Short problem: Reproduce, unchanged and in order, every line from the very first one through the line containing "Provide the mask of every instance of the yellow", with both of those lines included.

* begin Supplied records *

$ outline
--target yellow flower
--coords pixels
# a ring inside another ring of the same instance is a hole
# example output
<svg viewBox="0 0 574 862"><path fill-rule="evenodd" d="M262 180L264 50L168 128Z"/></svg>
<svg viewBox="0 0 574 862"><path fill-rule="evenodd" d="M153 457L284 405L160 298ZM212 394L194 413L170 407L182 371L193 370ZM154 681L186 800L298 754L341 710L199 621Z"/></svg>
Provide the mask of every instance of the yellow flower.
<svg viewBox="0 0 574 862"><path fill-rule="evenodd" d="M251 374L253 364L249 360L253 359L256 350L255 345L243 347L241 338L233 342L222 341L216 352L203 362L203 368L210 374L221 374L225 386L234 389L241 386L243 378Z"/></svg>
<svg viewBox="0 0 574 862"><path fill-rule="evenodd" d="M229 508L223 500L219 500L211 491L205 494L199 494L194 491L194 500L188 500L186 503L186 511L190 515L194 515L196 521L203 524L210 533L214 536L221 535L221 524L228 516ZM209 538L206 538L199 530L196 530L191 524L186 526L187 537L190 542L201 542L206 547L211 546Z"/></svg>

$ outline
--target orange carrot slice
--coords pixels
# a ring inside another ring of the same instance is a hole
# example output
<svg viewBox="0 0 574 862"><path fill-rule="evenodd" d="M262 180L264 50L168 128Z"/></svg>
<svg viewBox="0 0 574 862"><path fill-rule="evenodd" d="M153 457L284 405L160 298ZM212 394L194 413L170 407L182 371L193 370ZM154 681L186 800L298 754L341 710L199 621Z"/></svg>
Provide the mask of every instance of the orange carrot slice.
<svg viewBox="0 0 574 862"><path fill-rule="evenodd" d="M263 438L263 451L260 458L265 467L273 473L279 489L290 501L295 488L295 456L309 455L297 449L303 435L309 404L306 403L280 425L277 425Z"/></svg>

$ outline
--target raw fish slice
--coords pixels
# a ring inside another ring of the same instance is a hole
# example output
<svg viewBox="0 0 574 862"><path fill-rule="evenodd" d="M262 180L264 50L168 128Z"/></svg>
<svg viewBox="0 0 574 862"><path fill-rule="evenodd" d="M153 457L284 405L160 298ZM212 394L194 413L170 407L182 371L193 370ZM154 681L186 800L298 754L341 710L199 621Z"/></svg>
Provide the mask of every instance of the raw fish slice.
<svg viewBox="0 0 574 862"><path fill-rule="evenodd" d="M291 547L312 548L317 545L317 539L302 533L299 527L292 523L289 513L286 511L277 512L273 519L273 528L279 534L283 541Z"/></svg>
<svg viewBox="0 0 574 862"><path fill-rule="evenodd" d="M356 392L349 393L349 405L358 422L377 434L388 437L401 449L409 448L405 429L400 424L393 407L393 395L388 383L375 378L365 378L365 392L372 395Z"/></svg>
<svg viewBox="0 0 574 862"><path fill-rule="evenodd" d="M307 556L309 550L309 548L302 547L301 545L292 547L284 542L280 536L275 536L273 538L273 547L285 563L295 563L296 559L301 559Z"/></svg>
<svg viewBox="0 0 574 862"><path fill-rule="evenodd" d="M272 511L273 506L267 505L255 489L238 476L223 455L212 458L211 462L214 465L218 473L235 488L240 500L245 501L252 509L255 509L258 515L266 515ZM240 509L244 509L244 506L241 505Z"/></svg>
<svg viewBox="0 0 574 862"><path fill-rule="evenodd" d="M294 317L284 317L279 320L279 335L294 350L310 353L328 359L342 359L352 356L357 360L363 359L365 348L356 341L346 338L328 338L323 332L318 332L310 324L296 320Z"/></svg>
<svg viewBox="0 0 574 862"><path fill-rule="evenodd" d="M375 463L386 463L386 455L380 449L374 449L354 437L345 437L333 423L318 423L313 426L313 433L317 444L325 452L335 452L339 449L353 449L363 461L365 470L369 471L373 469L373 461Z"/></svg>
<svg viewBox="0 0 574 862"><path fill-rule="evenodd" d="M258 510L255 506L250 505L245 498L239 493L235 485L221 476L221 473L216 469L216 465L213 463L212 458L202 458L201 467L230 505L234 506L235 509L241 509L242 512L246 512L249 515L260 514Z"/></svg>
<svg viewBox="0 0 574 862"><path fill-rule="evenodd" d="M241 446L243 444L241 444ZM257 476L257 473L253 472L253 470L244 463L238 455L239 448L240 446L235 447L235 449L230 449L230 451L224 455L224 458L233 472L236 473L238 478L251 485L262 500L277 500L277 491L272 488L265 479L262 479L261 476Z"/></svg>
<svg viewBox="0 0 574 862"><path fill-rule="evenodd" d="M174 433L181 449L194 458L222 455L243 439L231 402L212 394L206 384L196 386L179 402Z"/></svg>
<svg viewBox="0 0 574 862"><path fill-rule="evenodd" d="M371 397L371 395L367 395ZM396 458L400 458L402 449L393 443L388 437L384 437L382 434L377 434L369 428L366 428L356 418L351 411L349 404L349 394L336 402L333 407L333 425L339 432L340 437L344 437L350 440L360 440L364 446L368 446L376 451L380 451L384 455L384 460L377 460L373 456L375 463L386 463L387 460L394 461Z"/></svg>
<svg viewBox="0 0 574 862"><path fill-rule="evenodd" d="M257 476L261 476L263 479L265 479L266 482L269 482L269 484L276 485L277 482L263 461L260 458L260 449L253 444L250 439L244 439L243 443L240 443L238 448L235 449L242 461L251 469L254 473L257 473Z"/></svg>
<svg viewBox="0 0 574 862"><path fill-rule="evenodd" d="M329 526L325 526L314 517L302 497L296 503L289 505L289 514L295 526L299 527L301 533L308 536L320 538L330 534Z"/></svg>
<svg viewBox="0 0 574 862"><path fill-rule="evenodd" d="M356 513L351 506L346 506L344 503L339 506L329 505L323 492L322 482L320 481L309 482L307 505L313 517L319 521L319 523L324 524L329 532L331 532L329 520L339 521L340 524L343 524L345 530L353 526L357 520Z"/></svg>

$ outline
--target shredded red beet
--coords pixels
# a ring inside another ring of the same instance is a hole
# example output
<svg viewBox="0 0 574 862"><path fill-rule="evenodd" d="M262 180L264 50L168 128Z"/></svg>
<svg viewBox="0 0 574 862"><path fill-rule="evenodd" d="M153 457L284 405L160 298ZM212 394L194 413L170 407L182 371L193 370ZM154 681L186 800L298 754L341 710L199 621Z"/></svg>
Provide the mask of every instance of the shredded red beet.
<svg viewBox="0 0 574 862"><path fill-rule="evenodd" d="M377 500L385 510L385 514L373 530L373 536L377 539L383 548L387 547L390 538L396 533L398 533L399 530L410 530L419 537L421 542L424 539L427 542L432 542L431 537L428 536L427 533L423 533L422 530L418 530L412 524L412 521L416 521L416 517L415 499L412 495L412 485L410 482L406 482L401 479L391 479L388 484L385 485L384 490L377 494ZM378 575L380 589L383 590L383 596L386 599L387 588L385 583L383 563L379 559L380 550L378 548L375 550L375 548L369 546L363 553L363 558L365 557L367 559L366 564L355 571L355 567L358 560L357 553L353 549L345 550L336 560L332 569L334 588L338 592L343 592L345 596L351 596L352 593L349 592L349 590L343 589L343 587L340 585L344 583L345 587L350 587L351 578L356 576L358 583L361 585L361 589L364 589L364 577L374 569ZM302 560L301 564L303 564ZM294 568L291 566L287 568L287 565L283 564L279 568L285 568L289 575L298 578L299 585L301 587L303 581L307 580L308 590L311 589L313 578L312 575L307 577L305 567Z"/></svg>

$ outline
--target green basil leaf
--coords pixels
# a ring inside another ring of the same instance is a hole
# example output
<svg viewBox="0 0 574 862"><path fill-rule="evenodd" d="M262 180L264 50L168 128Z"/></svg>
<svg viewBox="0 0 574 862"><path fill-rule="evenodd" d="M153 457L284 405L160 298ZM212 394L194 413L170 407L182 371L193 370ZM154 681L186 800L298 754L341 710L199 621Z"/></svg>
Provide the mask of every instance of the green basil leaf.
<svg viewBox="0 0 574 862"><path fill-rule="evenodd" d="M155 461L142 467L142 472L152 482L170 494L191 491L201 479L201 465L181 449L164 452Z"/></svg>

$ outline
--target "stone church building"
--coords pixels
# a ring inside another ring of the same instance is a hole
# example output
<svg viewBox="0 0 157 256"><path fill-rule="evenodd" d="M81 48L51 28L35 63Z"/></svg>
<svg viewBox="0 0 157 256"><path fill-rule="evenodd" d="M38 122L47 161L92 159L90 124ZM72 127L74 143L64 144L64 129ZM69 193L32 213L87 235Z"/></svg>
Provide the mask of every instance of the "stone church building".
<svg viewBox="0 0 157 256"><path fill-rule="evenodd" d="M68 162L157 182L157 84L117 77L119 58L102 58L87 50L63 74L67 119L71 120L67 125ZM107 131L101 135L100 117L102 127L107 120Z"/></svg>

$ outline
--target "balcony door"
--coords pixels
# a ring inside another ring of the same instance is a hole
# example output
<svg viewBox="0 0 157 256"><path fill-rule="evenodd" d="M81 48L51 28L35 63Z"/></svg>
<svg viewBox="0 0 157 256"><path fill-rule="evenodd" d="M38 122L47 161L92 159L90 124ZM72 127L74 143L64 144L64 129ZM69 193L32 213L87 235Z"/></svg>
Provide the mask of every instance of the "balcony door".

* end Supplied records *

Finished task:
$ outline
--target yellow flower
--coords pixels
# a ring inside another ring of the same instance is a hole
# example output
<svg viewBox="0 0 574 862"><path fill-rule="evenodd" d="M262 180L264 50L168 128Z"/></svg>
<svg viewBox="0 0 574 862"><path fill-rule="evenodd" d="M153 457L284 405L160 298ZM212 394L194 413L170 407L182 371L193 370ZM154 681L186 800L298 754L341 710L199 621Z"/></svg>
Provide the mask of every instance of the yellow flower.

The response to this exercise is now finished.